Everything from the line containing "Where can the white and" to the last line of the records must be returned verbatim; nothing else belongs in the output.

DATA SUPPLIED:
--------------------
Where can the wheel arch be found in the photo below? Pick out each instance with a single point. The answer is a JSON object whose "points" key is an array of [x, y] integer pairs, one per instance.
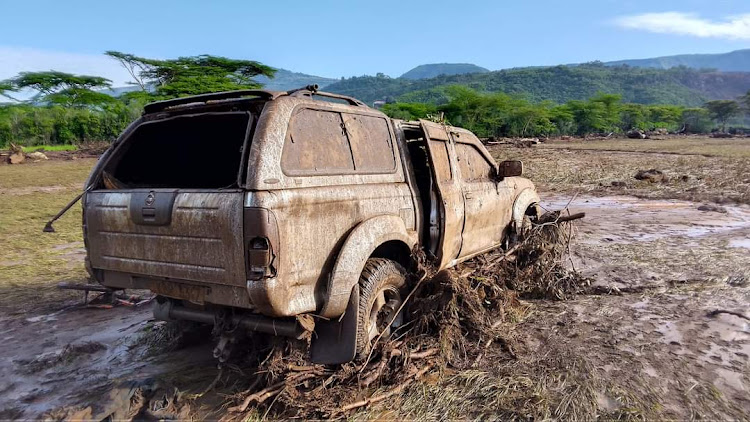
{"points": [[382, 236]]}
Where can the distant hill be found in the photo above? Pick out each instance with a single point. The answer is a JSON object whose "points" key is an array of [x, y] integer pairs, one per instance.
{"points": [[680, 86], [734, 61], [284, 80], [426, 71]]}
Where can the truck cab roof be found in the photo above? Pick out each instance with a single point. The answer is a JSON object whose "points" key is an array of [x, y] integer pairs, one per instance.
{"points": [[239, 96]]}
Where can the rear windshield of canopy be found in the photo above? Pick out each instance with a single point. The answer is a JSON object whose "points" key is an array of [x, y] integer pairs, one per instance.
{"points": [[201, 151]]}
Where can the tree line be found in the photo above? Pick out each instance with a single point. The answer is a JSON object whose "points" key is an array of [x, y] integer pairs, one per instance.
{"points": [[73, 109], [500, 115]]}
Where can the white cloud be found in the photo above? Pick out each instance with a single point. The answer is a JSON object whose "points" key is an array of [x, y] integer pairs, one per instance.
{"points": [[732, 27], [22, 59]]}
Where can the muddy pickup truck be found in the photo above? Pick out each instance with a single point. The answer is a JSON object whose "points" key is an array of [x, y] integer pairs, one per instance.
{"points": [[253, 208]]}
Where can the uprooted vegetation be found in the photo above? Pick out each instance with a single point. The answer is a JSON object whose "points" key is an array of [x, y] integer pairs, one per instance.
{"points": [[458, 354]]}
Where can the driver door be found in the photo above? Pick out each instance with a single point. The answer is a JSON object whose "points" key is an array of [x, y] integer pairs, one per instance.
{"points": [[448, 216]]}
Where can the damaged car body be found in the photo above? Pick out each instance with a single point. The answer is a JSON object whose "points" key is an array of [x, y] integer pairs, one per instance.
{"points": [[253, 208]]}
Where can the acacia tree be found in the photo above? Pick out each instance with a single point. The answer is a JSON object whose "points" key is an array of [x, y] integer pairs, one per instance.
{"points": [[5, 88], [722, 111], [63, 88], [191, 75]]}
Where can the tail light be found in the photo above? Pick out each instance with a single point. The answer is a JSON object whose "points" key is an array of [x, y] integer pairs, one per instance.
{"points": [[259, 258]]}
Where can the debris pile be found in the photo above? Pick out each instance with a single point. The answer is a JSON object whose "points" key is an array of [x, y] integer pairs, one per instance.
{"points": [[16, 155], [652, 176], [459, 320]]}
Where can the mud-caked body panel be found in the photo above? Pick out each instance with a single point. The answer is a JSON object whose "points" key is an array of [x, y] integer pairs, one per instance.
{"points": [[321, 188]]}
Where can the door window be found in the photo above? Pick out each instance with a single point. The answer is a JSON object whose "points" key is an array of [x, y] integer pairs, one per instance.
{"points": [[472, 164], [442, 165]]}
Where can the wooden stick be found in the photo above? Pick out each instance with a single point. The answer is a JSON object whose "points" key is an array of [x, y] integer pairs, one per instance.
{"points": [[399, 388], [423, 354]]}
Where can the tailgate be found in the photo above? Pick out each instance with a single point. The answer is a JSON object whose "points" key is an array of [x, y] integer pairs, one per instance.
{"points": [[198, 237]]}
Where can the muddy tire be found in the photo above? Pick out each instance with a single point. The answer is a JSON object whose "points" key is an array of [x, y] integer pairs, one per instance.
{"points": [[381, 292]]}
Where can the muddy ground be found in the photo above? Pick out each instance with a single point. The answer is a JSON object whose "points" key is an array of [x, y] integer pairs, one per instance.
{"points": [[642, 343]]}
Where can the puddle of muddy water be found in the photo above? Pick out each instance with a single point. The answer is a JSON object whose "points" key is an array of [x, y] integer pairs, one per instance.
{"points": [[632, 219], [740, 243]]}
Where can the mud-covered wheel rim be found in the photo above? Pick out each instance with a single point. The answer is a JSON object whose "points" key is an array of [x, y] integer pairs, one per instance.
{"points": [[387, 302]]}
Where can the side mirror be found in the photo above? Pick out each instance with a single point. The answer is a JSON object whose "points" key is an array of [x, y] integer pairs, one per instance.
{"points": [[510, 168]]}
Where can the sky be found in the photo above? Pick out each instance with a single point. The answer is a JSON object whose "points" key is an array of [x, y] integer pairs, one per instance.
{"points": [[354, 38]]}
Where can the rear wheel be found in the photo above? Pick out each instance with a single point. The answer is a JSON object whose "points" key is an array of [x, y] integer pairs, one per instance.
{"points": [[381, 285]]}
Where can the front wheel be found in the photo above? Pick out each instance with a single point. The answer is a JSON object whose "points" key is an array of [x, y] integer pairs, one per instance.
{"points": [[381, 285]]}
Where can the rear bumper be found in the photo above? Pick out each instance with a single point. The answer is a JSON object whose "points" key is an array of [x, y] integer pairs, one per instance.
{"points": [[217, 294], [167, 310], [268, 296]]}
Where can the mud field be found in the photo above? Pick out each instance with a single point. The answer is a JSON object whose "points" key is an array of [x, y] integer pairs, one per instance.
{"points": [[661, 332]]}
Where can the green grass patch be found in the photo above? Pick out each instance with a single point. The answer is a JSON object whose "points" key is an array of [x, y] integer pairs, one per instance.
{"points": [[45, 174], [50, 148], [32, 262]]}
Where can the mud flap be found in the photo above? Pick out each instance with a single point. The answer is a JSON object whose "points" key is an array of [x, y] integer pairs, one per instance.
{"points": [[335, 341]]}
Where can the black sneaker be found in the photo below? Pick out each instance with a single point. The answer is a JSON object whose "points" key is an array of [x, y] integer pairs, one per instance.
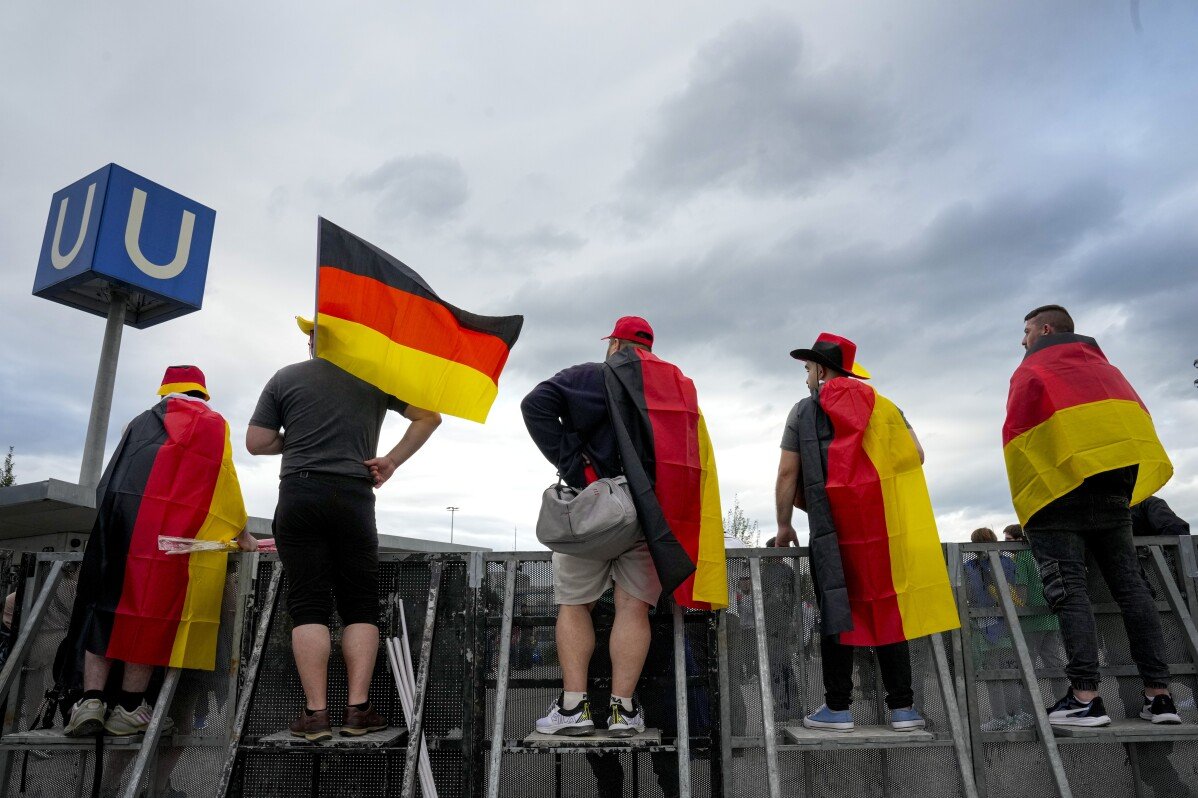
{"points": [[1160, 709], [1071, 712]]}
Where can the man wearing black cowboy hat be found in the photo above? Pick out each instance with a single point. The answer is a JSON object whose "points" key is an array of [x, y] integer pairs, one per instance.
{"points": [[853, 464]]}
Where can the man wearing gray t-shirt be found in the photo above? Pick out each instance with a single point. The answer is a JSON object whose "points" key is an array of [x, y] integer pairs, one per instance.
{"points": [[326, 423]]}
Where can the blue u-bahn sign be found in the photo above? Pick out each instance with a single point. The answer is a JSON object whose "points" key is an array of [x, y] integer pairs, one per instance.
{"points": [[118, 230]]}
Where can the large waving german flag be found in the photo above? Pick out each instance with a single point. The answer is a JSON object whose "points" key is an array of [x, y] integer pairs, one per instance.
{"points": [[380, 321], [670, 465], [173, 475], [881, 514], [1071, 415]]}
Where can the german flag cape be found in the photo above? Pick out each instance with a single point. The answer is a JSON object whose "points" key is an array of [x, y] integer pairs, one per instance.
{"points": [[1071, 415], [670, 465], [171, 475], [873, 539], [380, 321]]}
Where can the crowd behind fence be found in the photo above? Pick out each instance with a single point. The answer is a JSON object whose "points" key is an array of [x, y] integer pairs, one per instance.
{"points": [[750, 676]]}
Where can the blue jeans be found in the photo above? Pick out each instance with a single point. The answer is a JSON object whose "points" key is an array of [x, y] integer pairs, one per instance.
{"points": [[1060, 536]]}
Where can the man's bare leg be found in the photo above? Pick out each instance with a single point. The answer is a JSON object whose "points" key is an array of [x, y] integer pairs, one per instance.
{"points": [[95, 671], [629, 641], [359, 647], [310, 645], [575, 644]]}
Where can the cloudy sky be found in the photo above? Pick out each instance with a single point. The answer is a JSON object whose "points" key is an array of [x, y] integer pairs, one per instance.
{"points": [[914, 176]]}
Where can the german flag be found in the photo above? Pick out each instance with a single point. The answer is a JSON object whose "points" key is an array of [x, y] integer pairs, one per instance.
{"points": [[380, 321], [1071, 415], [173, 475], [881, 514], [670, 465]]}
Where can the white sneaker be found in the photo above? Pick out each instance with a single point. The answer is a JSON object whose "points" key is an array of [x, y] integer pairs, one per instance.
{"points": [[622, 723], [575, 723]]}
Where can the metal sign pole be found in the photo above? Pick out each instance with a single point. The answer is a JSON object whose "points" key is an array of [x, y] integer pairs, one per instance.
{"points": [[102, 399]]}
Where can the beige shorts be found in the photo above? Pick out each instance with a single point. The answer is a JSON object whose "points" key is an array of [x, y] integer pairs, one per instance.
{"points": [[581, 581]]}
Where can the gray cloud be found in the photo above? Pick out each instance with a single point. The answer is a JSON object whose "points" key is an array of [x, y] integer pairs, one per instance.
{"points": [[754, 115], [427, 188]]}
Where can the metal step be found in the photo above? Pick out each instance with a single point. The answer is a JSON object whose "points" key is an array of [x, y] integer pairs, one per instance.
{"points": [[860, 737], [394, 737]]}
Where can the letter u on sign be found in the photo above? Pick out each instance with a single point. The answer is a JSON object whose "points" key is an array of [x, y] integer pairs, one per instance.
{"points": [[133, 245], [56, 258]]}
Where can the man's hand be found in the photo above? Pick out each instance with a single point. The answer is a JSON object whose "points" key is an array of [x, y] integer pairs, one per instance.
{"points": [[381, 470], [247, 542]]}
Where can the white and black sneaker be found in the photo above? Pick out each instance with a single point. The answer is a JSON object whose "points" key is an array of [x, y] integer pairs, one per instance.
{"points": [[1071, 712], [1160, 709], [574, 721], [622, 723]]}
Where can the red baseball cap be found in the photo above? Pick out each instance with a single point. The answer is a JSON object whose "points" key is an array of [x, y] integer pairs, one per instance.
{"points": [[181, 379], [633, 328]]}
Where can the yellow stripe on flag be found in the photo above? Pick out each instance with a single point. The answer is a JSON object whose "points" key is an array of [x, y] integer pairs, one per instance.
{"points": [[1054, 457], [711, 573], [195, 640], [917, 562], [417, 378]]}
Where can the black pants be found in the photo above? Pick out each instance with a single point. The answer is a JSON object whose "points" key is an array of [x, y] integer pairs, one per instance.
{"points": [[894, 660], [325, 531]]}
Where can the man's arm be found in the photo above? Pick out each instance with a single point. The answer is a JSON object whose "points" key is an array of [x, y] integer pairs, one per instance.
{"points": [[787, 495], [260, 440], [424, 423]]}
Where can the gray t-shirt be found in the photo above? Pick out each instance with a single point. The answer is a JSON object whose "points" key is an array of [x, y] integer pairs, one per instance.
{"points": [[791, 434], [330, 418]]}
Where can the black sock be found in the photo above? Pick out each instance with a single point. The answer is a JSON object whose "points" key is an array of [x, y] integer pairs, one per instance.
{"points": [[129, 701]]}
--------------------
SOLUTION TO THIS EXERCISE:
Where can the white and black sneaker be found in the photo above? Pick out each instance with a single point. The answer is a JSON object whose "points" key is an array of [x, y] integer pairs, one per instance.
{"points": [[1071, 712], [1160, 709], [574, 721], [622, 723]]}
Where can the red baseball cap be found in the photo above? Pick out each instance with a single point. The answer is a JSON object whose "points" key is an array of [x, y] integer pairs, one per instance.
{"points": [[181, 379], [633, 328]]}
Where can the yellow stripe on flag be found in the photo above? Pick out each instance with a single point. The answer is a JSON object whose "points" key is an array of [x, y] integer pairs, one per instance.
{"points": [[1054, 457], [711, 573], [195, 640], [917, 562], [417, 378]]}
Where can the black pants be found in the photo above? Pick out each instance with a single point. The answer is a JSON object whose "points" key is an array of [x, y] integer pairs, one per instance.
{"points": [[894, 660], [325, 531]]}
Where can the man's arm be found in the photo above? Pick out each instance with a single point. The answer is a JSON object whose "points" key is an array of [x, y] integer pairs, one per instance.
{"points": [[787, 495], [260, 440], [424, 423]]}
Where can the gray t-shirt be found in the photo above? Pick out each instance with a single point. The answer is a JSON object whose "points" key is an array of [x, y] integer pairs, one per instance.
{"points": [[791, 434], [330, 418]]}
Where can the black sock be found in the photo above? Pick out each instance with a single point. The answer is a JSON object whose "points" key is an array of [x, y] integer pairs, one per instance.
{"points": [[129, 701]]}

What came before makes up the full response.